↓

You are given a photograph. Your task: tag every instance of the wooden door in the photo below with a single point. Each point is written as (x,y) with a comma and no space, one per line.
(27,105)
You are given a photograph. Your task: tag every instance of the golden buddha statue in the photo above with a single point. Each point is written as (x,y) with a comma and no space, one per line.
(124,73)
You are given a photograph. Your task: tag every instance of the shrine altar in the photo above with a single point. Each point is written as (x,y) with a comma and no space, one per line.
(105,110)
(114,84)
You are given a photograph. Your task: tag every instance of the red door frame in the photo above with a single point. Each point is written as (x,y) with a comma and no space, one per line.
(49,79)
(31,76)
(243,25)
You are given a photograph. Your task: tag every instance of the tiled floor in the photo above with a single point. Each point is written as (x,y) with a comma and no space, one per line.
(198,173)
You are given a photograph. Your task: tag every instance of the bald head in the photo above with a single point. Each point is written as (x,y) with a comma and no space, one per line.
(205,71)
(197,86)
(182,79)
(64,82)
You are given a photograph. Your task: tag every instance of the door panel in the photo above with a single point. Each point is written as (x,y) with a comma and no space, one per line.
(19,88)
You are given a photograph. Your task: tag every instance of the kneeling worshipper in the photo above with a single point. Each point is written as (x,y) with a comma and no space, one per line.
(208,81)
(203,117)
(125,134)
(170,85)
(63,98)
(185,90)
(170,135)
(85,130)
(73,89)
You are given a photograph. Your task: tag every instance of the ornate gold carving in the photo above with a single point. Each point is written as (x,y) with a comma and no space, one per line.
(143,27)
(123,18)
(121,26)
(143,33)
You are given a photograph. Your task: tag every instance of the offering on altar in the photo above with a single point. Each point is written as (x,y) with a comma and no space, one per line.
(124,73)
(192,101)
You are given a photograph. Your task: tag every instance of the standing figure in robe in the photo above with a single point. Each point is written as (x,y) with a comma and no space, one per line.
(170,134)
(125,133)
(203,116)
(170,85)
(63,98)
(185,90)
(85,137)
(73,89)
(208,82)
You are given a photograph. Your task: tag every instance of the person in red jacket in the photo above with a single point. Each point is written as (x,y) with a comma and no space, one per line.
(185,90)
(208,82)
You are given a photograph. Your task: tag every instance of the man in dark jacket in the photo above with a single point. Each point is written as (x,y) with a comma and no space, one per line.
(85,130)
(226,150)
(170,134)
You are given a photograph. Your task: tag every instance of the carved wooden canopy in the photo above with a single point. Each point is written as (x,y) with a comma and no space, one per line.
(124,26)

↑

* [TO DO]: Could you transcribe everything from the line containing "of the offering" down to the end of the records above, reproducing each line with no changes?

* [ANSWER TO THE TASK]:
You are given a photograph. Your task: tag every instance of the offering on altar in the photo above with a single point. Each point is written as (x,y) with a comma and no space, one per line.
(124,73)
(192,101)
You are given a photograph. Your task: tag every instance of the standing figure in robe in the photo above with a single point. Each point is written as (x,y) with a comma and no space, one per line.
(170,134)
(125,133)
(203,116)
(170,85)
(63,98)
(185,90)
(85,137)
(73,89)
(208,82)
You are given a photograph. Your task: tag every instance of the person in red jacket in the photo above with a single point. Each point is written as (x,y) with a comma and no space, one per line.
(185,90)
(208,82)
You are given a photograph. Your task: tag every instance of the man in dark jacket in the photo above with a single point. Each point is written as (x,y) with a comma and no space, one per line.
(85,130)
(226,150)
(170,134)
You are given a photograph. Your task: tag every instance of the carved wooden canopy in the photo above with a single point. Each point is written as (x,y) with a comma and no space, one per line.
(124,26)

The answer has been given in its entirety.